* start Material *

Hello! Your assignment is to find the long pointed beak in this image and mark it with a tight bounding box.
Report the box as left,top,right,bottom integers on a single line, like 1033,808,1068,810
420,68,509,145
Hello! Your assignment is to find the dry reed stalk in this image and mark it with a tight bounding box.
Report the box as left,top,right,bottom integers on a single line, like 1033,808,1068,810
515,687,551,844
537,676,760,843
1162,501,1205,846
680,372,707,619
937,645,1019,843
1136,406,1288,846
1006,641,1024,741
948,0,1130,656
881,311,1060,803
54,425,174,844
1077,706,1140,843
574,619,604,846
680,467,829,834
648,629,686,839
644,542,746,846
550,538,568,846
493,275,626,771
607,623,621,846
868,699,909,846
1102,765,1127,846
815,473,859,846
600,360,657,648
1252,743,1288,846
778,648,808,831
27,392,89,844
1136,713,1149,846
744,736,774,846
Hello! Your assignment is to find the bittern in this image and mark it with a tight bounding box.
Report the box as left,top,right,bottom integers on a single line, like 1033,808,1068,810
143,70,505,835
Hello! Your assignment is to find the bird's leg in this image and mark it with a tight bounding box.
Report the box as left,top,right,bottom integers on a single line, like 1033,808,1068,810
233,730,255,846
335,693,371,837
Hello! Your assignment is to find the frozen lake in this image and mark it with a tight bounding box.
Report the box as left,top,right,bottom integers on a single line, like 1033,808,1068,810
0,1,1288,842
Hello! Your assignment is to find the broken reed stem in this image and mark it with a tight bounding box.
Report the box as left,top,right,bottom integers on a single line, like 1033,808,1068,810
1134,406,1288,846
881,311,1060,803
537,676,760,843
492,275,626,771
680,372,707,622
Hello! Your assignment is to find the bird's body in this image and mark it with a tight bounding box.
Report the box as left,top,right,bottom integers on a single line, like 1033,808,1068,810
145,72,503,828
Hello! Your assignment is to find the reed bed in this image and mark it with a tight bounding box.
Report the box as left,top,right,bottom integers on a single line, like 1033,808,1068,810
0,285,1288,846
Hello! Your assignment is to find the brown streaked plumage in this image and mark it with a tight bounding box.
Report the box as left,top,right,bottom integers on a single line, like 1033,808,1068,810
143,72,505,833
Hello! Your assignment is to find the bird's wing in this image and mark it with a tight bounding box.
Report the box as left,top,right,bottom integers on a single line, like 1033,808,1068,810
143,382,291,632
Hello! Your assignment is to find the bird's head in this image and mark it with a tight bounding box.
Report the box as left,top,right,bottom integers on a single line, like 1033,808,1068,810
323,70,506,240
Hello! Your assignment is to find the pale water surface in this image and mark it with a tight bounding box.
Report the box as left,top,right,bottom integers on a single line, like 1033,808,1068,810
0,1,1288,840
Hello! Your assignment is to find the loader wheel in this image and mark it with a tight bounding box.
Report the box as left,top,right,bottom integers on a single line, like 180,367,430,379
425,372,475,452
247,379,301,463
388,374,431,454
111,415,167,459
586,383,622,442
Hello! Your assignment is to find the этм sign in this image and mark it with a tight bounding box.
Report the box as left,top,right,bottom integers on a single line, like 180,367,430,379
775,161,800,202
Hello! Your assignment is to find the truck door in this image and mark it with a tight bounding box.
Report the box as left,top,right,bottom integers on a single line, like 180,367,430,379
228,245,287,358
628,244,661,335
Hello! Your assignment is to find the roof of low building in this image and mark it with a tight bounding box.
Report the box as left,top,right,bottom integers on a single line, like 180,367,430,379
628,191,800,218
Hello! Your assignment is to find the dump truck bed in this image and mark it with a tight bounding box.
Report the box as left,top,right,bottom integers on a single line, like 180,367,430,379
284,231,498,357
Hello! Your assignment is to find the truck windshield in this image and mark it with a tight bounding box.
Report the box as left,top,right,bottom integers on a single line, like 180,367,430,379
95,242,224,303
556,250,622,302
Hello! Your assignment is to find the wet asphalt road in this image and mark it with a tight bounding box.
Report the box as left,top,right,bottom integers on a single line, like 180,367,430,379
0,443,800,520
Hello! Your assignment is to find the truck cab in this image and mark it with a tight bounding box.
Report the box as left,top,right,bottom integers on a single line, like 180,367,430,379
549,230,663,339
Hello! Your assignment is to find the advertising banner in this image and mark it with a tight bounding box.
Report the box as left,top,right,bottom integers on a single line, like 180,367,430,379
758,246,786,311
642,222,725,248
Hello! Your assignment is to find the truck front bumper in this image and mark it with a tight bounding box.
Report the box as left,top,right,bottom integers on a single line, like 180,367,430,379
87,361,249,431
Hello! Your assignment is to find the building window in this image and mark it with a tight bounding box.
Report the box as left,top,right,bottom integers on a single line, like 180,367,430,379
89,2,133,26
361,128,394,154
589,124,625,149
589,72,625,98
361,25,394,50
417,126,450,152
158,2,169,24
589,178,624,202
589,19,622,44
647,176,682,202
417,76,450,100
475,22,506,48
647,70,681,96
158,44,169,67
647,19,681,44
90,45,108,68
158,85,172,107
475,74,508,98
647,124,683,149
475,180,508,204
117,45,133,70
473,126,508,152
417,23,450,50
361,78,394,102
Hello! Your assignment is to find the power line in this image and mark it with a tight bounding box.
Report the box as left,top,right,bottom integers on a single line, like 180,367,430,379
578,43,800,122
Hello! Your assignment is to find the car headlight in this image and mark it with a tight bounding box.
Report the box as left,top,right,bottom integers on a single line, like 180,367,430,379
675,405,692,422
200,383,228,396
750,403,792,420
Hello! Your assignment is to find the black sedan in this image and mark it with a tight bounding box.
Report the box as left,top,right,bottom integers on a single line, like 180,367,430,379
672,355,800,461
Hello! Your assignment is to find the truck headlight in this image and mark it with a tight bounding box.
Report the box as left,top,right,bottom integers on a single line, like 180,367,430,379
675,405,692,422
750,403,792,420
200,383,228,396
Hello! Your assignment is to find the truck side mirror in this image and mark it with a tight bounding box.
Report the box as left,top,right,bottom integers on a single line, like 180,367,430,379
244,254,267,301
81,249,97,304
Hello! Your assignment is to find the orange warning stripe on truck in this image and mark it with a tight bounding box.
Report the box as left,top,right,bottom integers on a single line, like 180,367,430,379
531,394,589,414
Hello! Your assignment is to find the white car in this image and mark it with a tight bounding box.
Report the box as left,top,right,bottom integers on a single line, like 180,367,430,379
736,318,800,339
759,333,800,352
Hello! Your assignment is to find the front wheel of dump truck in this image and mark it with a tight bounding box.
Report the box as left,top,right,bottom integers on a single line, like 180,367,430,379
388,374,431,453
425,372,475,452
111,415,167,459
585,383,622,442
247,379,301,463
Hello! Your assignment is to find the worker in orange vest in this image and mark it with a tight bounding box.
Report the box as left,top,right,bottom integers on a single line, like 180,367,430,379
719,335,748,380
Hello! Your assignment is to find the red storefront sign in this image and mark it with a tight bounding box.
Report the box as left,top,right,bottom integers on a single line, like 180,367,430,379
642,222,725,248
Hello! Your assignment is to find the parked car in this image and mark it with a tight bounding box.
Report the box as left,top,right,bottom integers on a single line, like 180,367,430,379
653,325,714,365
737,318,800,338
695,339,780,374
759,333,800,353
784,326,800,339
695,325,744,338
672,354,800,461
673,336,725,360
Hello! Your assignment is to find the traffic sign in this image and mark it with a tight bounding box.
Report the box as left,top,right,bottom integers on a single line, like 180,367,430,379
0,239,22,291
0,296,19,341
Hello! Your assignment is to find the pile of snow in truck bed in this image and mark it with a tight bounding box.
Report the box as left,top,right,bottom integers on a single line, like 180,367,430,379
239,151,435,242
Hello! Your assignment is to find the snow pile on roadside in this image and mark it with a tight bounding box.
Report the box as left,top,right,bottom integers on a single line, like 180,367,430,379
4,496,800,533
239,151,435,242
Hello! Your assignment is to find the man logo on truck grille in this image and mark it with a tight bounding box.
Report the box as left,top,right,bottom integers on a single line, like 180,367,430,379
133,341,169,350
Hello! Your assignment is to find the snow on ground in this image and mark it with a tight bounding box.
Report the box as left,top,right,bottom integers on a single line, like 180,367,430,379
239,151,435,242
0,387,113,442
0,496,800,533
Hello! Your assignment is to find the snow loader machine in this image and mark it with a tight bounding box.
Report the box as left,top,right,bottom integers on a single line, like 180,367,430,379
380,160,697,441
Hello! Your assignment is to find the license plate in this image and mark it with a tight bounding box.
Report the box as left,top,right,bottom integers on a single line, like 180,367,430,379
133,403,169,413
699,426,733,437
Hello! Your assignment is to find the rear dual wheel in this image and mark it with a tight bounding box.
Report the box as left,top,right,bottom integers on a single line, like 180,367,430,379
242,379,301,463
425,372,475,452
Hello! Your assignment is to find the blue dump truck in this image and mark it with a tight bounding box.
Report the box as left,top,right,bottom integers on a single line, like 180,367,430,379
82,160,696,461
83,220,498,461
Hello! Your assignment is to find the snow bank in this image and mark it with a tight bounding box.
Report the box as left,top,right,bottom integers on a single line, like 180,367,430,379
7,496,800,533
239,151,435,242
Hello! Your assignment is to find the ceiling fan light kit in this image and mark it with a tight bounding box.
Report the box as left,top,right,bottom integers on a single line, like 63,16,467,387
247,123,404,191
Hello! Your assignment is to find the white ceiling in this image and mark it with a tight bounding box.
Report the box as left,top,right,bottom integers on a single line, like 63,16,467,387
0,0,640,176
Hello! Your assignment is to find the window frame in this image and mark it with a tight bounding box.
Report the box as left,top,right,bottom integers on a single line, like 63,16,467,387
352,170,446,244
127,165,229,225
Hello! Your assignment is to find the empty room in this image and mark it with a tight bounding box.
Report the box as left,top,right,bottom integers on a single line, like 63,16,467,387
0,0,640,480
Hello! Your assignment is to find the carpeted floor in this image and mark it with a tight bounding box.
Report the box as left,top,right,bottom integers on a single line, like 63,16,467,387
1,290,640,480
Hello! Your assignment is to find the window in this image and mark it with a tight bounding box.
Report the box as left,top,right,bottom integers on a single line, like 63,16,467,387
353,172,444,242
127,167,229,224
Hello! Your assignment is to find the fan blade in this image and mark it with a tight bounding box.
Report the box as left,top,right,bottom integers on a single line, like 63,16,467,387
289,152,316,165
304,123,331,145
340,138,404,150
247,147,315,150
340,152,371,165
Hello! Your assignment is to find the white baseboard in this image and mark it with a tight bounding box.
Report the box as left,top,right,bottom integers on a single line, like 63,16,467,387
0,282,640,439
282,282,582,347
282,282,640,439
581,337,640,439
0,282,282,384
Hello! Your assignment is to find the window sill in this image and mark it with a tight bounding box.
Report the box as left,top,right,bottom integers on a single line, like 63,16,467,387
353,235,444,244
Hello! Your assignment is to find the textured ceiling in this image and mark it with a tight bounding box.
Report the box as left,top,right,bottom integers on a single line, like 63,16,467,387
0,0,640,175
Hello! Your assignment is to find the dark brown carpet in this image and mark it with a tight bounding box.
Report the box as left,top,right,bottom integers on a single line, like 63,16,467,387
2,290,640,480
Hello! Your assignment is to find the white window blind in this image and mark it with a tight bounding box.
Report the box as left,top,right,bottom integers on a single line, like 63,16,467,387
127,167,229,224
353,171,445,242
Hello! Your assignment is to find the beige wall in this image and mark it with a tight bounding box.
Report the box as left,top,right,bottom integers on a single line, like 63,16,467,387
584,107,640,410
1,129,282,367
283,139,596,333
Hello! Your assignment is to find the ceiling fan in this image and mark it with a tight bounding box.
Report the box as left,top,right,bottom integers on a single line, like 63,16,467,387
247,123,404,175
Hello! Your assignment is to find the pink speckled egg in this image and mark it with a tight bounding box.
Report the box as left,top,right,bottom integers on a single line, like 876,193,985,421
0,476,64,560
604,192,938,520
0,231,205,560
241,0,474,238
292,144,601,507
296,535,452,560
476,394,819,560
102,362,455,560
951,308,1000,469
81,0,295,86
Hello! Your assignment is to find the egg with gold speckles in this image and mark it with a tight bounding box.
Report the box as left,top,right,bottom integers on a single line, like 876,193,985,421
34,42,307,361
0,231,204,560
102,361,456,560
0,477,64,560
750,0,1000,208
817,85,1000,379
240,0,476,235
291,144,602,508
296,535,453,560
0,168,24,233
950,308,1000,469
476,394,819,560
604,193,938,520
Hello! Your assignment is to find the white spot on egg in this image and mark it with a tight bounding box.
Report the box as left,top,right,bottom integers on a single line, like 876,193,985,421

* end Material *

Rewrite the lines from the one containing "Hello! Your assignment is to find the white spot" through the last line, putting "whole numbers" in place of "integers" and changing nothing else.

Hello! Your assignment is to find the white spot on egg in this image and mark it with a tight bounding box.
Report the box as left,top,right,bottom whole numbers on a single line, like 876,193,985,421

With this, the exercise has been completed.